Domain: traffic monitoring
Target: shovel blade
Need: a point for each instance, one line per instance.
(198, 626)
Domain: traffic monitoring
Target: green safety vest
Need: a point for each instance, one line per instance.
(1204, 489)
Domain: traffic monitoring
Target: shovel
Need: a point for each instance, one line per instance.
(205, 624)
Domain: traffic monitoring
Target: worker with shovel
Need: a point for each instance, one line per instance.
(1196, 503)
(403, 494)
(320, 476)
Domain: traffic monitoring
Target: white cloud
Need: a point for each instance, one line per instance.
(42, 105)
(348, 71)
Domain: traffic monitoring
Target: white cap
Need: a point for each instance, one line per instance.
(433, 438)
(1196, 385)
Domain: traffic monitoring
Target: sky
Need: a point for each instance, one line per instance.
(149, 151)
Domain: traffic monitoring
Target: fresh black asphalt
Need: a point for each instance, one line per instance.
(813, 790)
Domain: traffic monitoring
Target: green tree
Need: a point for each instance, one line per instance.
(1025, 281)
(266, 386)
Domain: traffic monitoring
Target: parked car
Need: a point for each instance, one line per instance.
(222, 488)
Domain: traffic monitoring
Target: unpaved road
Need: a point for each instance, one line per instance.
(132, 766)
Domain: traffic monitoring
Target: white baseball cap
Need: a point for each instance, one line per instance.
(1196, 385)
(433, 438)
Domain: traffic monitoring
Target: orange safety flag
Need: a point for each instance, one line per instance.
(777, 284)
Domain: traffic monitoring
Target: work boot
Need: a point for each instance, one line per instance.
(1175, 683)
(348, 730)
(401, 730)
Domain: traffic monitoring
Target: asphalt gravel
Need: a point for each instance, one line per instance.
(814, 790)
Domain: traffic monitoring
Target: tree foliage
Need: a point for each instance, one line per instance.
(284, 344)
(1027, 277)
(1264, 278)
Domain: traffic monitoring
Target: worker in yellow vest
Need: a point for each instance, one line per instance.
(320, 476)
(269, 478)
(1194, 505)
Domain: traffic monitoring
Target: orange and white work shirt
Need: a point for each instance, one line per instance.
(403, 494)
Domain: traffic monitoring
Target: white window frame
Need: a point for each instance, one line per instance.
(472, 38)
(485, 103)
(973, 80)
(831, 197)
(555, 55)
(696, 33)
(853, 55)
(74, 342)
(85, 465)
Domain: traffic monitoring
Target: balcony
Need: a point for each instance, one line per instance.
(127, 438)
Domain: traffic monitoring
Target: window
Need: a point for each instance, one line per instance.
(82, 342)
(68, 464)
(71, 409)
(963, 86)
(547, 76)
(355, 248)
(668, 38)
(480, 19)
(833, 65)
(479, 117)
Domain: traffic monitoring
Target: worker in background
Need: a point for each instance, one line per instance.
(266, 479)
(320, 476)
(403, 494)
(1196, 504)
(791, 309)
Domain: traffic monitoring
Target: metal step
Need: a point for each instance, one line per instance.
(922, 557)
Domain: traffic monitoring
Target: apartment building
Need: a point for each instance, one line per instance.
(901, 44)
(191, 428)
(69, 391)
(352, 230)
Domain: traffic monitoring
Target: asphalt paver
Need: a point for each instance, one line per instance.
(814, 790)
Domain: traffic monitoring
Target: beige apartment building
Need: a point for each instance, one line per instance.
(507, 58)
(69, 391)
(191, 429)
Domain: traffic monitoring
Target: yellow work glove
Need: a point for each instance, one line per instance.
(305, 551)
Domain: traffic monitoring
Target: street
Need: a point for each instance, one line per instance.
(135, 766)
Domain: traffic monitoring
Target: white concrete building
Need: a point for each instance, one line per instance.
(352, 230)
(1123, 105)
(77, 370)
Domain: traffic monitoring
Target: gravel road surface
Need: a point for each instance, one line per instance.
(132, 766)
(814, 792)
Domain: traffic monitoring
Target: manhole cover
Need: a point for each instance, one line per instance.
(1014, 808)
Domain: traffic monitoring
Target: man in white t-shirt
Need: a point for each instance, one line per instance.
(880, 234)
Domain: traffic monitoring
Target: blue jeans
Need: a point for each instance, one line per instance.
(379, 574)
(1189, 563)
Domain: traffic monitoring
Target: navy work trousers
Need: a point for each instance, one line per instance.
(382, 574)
------------------------------------------------------------
- THE PROBLEM: Express all of the records above as a two-column CSV with the header row request,points. Give one row per record: its request text in the first column and its answer in the second, each as a quoted field with line breaks replaced by spaces.

- WRITTEN SOLUTION:
request,points
"Domain: traffic monitoring Target: shovel blade Need: a point for each instance, one line per instance.","(198, 626)"
"Domain: traffic monitoring Target: green safety vest Need: a point for each instance, one line per instance.","(1204, 489)"
"Domain: traffic monitoring Target: shovel Need: a point for each instance, one line per instance.","(205, 624)"
"Domain: traffic monitoring Target: worker with shovel Need: a point for each instance, one line per instance.","(1196, 503) (403, 494) (320, 476)"
"Domain: traffic monitoring Target: white cloud Need: a point for each instance, one line per instance.","(42, 105) (348, 71)"
"Domain: traffic monitoring Target: white cap Need: a point for each instance, one line per instance.","(433, 438) (1196, 385)"
"Domain: traffic monitoring Target: sky Need: a point for each instance, one line per instance.","(149, 151)"
"Domain: traffic monitoring Target: fresh black asphalt Need: a point for each instance, one line per instance.","(813, 790)"
"Domain: traffic monitoring Target: green tree Need: a point for each instance, one line per instance.","(1025, 281) (266, 386)"
"Domain: traffic monitoring Target: parked car Need: a point for each instance, one line per instance.","(222, 488)"
"Domain: traffic monitoring Target: unpaved road Need: a point for each instance, one line per instance.","(132, 766)"
"Domain: traffic monitoring Target: white baseball cap Need: a point for each instance, one line per instance.","(1196, 385) (433, 438)"
"Domain: traffic monitoring Target: orange safety flag Need: a point for each instance, one line per instance.","(777, 284)"
"Domain: traffic monitoring Target: work boot Need: a point for each instance, one line per instance.","(1175, 683) (348, 730) (401, 730)"
"Domain: traffic monitoring Target: asphalt gravel Need: a point for each instance, one line per instance.","(814, 790)"
"Domain: traffic monitoring Target: tree foliage Need: a point for each instance, one line per instance.","(284, 344) (1027, 277) (1264, 278)"
"Domain: traffic monitoring Target: worker in yellow vest Need: a point for each instance, one line per instance.","(320, 476) (269, 478) (1194, 505)"
"Domain: traffic monitoring Target: orange and white work shirt Need: a point for each instance, one line per instance.","(403, 494)"
"Domain: traffic monitoring Target: white window frame Need: a point for each instance, one line per instance.","(472, 38) (485, 103) (973, 80) (831, 197) (555, 55) (696, 33) (853, 55) (74, 342) (85, 465)"
"Domain: traffic monitoring Target: balcony Need: a point for each instance, one line per instance.","(127, 438)"
"Domain: traffic monitoring Target: window Need: a point for each instance, one line per instance.","(82, 342) (68, 464) (71, 409) (963, 86) (547, 76) (355, 248) (668, 38) (480, 19) (833, 65) (479, 117)"
"Domain: traffic monitoring Target: worker in background Need: a point for each instance, one line per instance.","(266, 479) (320, 476) (403, 494) (1196, 504) (791, 309)"
"Domain: traffic monitoring Target: metal step Need: a point for each instance, one line per instance.","(922, 557)"
"Domain: traffic monitoring Target: apartment building Need: a point for each instance, one line per instance.","(901, 44) (191, 428) (69, 391) (352, 230)"
"Domain: traffic monitoring Target: asphalt paver Need: a point for each instance, one line per instance.","(814, 790)"
"Domain: traffic monitoring Target: beige apartment building Need: a point for each instance, one line per instance.","(507, 58) (69, 391) (191, 429)"
"Domain: traffic monitoring Target: yellow work glove Need: a point for each instance, one line per instance.","(305, 551)"
"Domain: traffic monitoring Target: street Need: a point for each instance, one line per instance.","(135, 766)"
"Domain: traffic monitoring Target: white concrete building Need: a point for each instance, one line per instance.","(352, 230) (1123, 105) (77, 370)"
"Domain: traffic monitoring Target: gravel road surface Need: a point for each instance, one line per instance.","(132, 766) (814, 792)"
"Domain: traffic monitoring Target: manhole cover Need: a point for each instance, one line per instance.","(1014, 808)"
"Domain: traffic monitoring Target: man in white t-shirt Need: a point for each instance, one line per instance.","(880, 234)"
"Domain: traffic monitoring Target: blue jeans Need: a point for each instance, one line per instance.","(379, 574) (1189, 563)"
"Domain: traffic monitoring Target: navy work trousers Need: a point for each instance, one line per instance.","(382, 574)"